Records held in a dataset
— start —

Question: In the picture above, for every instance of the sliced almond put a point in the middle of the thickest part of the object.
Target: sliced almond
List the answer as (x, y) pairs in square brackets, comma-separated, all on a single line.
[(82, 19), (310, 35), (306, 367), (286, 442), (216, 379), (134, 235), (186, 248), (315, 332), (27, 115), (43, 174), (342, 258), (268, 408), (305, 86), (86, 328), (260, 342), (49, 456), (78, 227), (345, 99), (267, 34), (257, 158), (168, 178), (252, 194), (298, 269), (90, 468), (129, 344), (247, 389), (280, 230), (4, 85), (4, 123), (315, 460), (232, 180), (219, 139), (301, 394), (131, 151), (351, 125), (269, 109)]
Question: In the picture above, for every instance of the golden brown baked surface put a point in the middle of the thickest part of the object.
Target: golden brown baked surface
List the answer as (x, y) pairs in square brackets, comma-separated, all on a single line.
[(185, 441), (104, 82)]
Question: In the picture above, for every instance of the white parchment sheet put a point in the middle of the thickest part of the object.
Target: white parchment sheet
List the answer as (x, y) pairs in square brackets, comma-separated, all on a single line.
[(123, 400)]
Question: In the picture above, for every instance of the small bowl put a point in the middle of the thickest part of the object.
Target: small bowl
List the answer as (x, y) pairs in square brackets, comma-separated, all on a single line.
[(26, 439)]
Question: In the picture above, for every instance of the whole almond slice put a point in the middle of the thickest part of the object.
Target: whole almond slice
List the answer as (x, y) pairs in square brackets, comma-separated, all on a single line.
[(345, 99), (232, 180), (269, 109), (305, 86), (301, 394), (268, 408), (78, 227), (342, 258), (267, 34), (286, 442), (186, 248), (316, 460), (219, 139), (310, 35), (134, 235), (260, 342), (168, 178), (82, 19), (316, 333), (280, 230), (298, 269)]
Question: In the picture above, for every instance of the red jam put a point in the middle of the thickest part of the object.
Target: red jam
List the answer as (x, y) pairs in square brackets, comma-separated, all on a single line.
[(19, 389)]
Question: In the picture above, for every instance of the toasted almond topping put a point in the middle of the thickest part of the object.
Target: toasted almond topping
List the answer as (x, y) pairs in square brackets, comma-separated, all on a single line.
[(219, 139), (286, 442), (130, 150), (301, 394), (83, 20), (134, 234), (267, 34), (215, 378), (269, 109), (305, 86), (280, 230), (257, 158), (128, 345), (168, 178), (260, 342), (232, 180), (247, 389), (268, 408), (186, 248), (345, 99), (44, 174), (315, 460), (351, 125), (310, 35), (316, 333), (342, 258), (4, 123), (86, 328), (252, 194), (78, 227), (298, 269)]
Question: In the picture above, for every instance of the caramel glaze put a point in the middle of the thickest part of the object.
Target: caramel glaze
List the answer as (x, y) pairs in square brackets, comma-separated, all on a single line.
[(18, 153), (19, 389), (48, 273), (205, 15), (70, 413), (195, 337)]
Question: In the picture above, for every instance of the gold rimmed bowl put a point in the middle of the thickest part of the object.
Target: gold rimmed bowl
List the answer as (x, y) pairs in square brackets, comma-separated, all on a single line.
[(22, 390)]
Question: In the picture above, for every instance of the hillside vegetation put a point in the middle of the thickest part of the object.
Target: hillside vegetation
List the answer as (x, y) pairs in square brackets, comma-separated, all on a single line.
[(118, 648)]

— end —
— start —

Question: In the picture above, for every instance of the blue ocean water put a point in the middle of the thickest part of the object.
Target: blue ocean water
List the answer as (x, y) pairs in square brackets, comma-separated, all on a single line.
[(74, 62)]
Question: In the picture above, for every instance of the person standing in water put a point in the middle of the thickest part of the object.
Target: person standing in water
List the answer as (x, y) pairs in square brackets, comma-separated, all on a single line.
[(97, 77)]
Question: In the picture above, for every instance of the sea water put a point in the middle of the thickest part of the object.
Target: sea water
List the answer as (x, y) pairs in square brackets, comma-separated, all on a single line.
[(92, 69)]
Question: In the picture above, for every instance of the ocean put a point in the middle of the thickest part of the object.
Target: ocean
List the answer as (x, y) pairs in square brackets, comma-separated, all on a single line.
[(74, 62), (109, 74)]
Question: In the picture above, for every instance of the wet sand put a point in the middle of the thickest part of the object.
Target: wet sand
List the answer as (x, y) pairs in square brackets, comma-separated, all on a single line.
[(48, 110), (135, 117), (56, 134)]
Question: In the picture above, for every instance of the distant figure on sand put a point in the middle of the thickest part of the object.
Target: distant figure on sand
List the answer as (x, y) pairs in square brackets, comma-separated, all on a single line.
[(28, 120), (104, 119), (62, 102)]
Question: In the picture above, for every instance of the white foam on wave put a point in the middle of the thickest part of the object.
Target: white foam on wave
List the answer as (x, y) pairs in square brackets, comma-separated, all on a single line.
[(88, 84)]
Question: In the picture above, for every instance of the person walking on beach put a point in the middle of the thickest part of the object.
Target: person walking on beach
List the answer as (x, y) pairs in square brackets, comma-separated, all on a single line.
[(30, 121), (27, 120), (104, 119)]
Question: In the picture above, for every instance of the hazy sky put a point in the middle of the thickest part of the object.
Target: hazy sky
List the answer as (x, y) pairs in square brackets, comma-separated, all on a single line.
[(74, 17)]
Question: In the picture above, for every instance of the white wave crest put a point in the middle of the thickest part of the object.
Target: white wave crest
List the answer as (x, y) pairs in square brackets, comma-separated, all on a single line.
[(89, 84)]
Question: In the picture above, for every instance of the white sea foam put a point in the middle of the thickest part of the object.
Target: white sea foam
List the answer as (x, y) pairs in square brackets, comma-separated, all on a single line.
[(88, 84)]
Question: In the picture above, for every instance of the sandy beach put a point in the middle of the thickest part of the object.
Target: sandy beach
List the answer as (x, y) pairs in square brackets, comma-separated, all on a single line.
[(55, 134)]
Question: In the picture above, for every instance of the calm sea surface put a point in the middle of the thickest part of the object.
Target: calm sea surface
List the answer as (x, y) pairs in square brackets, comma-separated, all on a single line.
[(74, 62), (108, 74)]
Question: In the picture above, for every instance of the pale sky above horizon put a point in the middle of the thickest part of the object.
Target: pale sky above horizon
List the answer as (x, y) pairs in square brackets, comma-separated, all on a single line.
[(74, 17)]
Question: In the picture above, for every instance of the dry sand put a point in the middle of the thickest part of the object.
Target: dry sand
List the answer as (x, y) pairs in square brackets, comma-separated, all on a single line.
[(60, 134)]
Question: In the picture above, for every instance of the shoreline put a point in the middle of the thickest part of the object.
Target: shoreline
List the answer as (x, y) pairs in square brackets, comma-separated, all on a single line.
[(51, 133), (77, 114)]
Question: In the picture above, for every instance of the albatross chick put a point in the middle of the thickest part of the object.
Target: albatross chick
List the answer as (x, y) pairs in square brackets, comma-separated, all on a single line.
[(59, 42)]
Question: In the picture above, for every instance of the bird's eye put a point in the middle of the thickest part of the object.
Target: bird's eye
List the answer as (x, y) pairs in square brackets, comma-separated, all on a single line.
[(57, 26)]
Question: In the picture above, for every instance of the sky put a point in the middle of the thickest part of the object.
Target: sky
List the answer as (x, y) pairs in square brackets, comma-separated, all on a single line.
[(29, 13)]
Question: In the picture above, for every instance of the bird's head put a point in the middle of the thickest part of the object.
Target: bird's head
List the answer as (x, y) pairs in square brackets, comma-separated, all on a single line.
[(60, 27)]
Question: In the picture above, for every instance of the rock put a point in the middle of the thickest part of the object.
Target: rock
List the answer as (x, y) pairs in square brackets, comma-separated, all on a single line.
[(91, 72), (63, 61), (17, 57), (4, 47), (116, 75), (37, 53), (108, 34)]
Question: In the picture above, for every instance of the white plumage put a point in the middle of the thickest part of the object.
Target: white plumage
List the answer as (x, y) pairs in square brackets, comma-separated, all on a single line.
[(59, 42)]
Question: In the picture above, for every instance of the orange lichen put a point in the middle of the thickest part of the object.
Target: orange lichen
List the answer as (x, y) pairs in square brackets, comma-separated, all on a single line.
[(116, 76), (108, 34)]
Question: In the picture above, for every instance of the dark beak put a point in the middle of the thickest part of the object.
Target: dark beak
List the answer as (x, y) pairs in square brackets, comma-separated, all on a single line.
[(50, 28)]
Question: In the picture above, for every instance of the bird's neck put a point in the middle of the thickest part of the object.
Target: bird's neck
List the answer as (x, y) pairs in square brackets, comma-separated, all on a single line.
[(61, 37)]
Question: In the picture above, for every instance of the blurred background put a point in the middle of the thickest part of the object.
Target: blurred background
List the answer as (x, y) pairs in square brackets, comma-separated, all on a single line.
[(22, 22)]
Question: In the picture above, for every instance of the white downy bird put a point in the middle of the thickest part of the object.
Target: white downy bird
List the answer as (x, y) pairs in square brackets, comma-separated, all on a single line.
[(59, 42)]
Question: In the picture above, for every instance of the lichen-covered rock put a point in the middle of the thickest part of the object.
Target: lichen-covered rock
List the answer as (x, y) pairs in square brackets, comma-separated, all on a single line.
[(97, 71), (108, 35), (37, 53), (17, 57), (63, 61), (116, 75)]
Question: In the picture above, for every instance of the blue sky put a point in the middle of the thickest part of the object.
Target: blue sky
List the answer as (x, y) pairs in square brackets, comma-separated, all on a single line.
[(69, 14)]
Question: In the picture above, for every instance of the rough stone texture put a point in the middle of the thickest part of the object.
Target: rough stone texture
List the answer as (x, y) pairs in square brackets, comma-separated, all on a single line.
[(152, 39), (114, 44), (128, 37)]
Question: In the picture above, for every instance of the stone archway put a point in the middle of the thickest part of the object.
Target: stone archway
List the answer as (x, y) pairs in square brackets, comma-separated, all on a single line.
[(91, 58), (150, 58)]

— end —
— start —

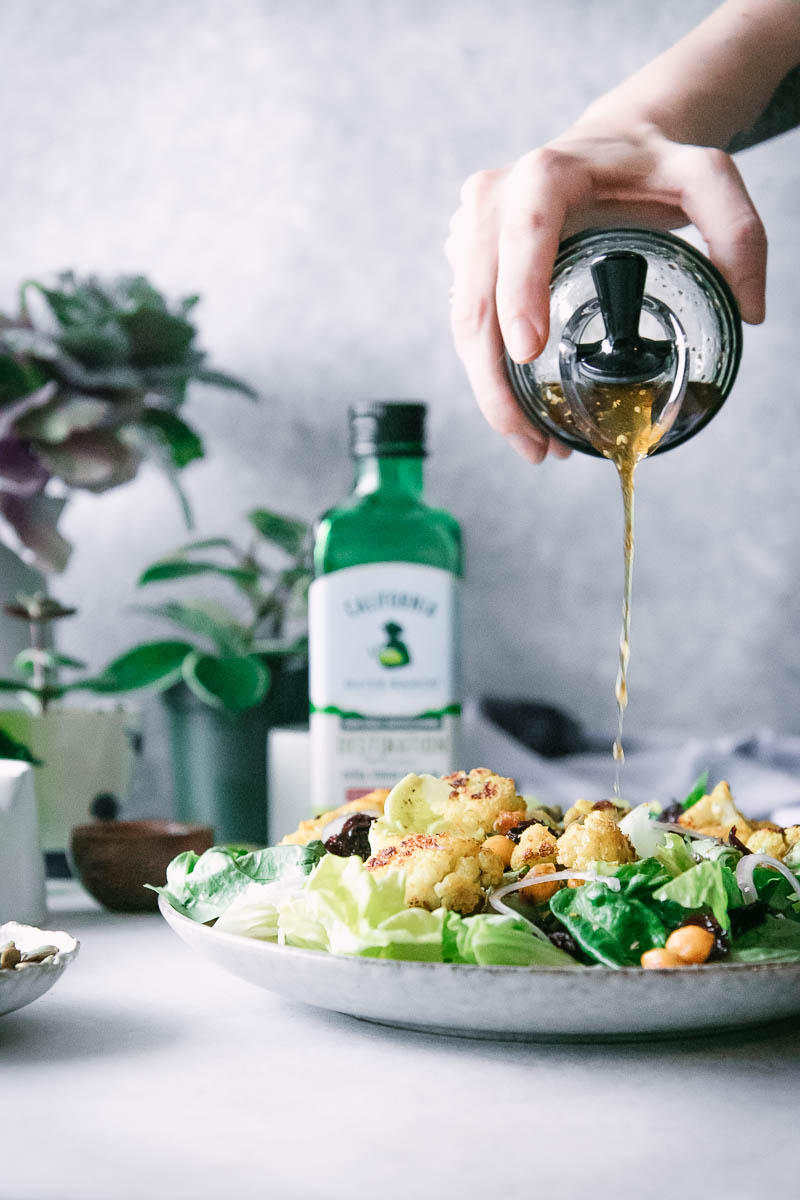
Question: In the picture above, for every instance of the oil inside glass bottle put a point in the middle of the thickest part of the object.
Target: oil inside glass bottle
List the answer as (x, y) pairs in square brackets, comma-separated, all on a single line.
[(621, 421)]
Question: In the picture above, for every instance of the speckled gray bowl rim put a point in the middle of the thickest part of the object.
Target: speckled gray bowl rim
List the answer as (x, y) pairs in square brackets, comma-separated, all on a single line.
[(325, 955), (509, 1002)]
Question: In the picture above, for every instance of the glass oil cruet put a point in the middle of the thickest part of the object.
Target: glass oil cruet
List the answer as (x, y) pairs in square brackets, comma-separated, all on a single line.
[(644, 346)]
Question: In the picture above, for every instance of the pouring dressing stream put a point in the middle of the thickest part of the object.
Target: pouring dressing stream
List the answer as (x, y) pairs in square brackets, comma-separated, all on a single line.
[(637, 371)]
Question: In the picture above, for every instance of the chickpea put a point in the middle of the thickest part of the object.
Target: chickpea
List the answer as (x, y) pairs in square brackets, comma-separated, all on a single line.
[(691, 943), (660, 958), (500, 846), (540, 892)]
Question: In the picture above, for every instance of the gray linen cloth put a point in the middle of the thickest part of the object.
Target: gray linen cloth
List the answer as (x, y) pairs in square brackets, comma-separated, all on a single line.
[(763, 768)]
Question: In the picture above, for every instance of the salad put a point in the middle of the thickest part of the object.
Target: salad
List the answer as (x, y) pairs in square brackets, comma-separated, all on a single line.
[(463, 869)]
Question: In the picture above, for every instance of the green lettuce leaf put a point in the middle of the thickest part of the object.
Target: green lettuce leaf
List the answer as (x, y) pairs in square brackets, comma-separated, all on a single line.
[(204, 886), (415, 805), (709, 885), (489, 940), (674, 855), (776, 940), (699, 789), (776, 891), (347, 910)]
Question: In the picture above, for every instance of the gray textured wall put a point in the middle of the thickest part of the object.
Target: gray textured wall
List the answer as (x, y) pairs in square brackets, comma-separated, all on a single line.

— end —

Report every line of the listing above that contains the word "archway".

Question: In the picture above, for every instance of the stone archway put a point in the middle of the thickest part of the object.
Target: stone archway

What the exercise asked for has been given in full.